- Exercise instructions
Could you write out the records again, starting with the line containing "the rock in" and going on through the end of the records, with "integer pairs" swapped for "whole-number pairs" and everything else left unchanged?

- Data records
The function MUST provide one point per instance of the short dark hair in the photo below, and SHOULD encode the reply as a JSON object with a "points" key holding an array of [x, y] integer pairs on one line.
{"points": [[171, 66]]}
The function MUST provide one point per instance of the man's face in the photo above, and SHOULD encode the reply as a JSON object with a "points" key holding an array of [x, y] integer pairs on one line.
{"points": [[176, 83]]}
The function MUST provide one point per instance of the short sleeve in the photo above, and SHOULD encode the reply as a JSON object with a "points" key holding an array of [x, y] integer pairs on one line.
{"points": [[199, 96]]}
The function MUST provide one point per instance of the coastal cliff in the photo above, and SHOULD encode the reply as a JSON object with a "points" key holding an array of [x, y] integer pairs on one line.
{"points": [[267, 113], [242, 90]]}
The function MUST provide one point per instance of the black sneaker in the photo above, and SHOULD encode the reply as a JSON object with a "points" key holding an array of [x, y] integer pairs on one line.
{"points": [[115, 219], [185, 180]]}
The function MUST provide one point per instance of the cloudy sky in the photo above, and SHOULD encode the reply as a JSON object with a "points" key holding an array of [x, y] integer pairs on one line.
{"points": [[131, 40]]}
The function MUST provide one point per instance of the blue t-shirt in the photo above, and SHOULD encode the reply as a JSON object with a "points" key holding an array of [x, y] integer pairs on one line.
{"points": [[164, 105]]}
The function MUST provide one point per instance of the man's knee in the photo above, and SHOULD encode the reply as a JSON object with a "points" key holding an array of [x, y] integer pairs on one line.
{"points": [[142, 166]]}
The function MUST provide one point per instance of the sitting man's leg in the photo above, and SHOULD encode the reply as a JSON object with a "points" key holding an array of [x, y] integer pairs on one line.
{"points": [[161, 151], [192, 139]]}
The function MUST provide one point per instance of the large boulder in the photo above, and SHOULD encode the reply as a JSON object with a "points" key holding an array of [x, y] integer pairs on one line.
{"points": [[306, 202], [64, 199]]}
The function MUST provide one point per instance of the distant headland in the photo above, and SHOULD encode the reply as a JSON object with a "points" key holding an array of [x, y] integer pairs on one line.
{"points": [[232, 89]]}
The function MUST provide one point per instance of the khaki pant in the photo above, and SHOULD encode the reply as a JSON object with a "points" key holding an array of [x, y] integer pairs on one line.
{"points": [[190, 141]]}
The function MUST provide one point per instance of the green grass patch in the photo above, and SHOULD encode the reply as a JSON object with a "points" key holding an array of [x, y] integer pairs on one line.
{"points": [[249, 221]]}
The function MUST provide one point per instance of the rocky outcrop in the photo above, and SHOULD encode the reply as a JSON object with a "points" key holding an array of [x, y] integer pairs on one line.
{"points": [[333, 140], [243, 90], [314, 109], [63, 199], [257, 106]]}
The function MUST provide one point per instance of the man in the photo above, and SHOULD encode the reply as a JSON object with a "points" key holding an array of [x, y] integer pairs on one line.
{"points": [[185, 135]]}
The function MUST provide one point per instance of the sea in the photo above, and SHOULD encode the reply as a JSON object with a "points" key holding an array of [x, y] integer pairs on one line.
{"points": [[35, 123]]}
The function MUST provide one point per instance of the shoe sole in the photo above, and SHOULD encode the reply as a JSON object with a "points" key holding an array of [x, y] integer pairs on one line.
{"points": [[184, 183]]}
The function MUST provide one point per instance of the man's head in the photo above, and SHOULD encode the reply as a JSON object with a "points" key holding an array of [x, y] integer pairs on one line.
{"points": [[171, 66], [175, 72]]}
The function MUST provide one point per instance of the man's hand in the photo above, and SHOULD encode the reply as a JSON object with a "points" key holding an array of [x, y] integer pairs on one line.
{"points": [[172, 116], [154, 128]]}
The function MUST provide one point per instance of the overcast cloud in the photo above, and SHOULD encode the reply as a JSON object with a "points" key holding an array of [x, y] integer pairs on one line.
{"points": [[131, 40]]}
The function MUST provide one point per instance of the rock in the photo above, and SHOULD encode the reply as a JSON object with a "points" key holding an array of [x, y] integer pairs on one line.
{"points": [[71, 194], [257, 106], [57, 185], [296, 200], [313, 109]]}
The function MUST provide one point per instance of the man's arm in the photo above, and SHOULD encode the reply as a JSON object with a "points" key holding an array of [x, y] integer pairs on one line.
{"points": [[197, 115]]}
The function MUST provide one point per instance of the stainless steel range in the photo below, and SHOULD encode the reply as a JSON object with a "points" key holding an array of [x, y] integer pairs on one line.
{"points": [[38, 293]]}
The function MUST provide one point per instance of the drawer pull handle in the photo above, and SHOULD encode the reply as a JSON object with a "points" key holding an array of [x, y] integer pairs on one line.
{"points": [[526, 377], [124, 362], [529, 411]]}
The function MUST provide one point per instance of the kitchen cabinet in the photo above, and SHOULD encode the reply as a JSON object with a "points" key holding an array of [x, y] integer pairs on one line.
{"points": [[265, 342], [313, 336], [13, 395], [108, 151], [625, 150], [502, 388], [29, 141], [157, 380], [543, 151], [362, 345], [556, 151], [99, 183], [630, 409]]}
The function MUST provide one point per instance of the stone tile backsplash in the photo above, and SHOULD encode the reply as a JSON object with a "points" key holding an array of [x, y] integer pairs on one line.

- Response to this exercise
The function MUST provide one point per instance of the rock in the photo above, and SHOULD encode the reply as a JSON object with a "points" key holding an array of [x, y] whole-number pairs on one line.
{"points": [[71, 194], [257, 106], [57, 185], [296, 200], [313, 109]]}
The function MUST provide one point per instance of the man's arm in the photo above, and SHOULD encode the reply as a JSON object with a "points" key holding an array of [x, y] whole-number pairs on one line.
{"points": [[197, 115]]}
The function MUST provide one point per instance of the stainless steel range in the photo below, and SHOULD encode the reply as a JSON object with a "points" key holding an array of [x, y] whole-number pairs on one line.
{"points": [[38, 293]]}
The function MUST provide one point per instance of the drawer pull handle in the photo above, and SHOULD encode the reply as a JSON object with a "points" key holding an array of [x, y] whole-number pairs on one line.
{"points": [[526, 377], [124, 362], [529, 411]]}
The function MUST provide one point per instance of the kitchen cabinet in the photo above, and SHOULD encode the reply as a JSON object with a "points" key holding an array of [x, y] whole-number pairs on one line.
{"points": [[265, 342], [313, 336], [13, 395], [108, 151], [625, 150], [502, 388], [29, 141], [157, 380], [543, 151], [362, 345], [556, 151], [99, 183], [630, 409]]}
The function MUST provide one point per instance of the stone tile backsplash in the photo above, and SHOULD encode the reply as a JSON object with a "points" key holding an array of [x, y] whole-number pairs on one line.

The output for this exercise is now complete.